▶ **Source document**:
-- begin --

Lehigh Valley

Residents ask Emmaus Council to remove feral cats

Borough buying small flashing bouys to scare geese out of Furnace Dam pond

EMMAUS, Pa. - Is "fecal matter" a less objectionable phrase than the word "crap" when complaining about feral cats during a public meeting?

When Emmaus resident Sherry Meck started talking about the unresolved issue of cats allowed to roam free in the community, a member of council quickly interrupted her at Monday night's borough council meeting.

"Emmaus has a dirty little secret," began Meck. "That is, it's full of crap."

"Excuse me," said council member Brian Holtzhafer. "I don't appreciate the language at all."

Said Meck: "I didn't want to use any derogatory words."

Said Holtzhafer: "I consider that word derogatory."

Responded Meck: "Well, then it's full of fecal matter. Okay?"

Holtzhafer expressed no further objection.

Meck said one reason for her unflattering characterization is the goose droppings in Furnace Dam Park, an issue borough council took action on later in its meeting. "You can't even walk," she said. "People cannot enjoy the park."

But her main complaint was about feral cats.

"They're leaving their fecal matter in my yard and my neighbor's yard." said Meck.

She argued that Emmaus is failing to enforce its own animal control laws regarding cats.

She accused the borough of having a double standard, saying she would be fined if she did not pick up after her two dogs, "which I do every single time."

Meck said her two dogs "poop" about twice a day, adding: "I hope that word does not offend you."

Doing the math, she said that amounts to 1,456 piles of poop a year.

"We have more than 30 feral cats in our neighborhood," she said. "But if you take that average, times 30 cats, that's 21,840 piles of poop per year."

Meck, who lives in the 1100 block of W. Broad Street, claimed seven colonies of feral cats are in Emmaus. "It's not just in our neighborhood." She said one is near St. Ann's Catholic Church; another is around Second and Harrison streets.

Meck said the borough's recommended solution for dealing with feral cats - "trap, neuter and return" -- does not work because "you have to have 100 percent compliance. Not one person from our neighborhood has turned in a cat to be spayed or neutered."

-- end --

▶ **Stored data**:
-- begin --

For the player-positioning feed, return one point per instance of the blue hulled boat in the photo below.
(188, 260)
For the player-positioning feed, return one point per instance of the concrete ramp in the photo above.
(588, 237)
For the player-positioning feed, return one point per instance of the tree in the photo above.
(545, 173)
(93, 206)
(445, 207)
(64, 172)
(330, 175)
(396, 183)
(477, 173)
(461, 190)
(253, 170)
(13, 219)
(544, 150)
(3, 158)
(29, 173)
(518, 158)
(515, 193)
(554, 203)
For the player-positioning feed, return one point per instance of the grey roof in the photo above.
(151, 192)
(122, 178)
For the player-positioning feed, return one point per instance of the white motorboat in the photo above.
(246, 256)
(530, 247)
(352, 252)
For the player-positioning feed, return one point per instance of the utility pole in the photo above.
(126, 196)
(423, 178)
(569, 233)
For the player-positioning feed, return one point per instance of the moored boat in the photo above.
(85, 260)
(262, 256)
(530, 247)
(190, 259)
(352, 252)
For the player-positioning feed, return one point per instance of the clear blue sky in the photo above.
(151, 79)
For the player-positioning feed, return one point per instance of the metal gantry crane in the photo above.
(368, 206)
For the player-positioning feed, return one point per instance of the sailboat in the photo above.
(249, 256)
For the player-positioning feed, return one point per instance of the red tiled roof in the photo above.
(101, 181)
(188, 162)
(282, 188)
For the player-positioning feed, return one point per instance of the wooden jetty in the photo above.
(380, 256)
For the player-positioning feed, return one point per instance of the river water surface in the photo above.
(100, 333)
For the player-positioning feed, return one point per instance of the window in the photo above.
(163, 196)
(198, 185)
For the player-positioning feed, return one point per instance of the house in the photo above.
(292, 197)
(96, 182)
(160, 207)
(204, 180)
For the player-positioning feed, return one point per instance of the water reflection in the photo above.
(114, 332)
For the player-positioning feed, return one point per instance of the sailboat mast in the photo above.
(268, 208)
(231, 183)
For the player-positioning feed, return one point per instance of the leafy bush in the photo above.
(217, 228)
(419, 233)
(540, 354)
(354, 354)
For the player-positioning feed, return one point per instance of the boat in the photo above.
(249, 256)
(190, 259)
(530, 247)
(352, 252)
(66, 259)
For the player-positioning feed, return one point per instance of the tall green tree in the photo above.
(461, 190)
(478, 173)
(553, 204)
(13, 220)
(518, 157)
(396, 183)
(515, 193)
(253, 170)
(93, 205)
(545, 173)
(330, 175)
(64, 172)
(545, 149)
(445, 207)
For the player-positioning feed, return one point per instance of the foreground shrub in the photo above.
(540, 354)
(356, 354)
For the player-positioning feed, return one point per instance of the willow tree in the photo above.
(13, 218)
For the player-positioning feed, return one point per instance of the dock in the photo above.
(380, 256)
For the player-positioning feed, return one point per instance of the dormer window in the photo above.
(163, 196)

-- end --

▶ **Given request 1**:
Set down the part of the article on Emmaus feral cats from "Lehigh Valley" up to and including "a public meeting?".
▶ **Given request 2**:
How many lines of the listing contain the string "water", counting only matches in the same case? Reply with the number alone.
The article on Emmaus feral cats has no connection to the listing.

▶ **Task response 1**:
Lehigh Valley

Residents ask Emmaus Council to remove feral cats

Borough buying small flashing bouys to scare geese out of Furnace Dam pond

EMMAUS, Pa. - Is "fecal matter" a less objectionable phrase than the word "crap" when complaining about feral cats during a public meeting?

▶ **Task response 2**:
2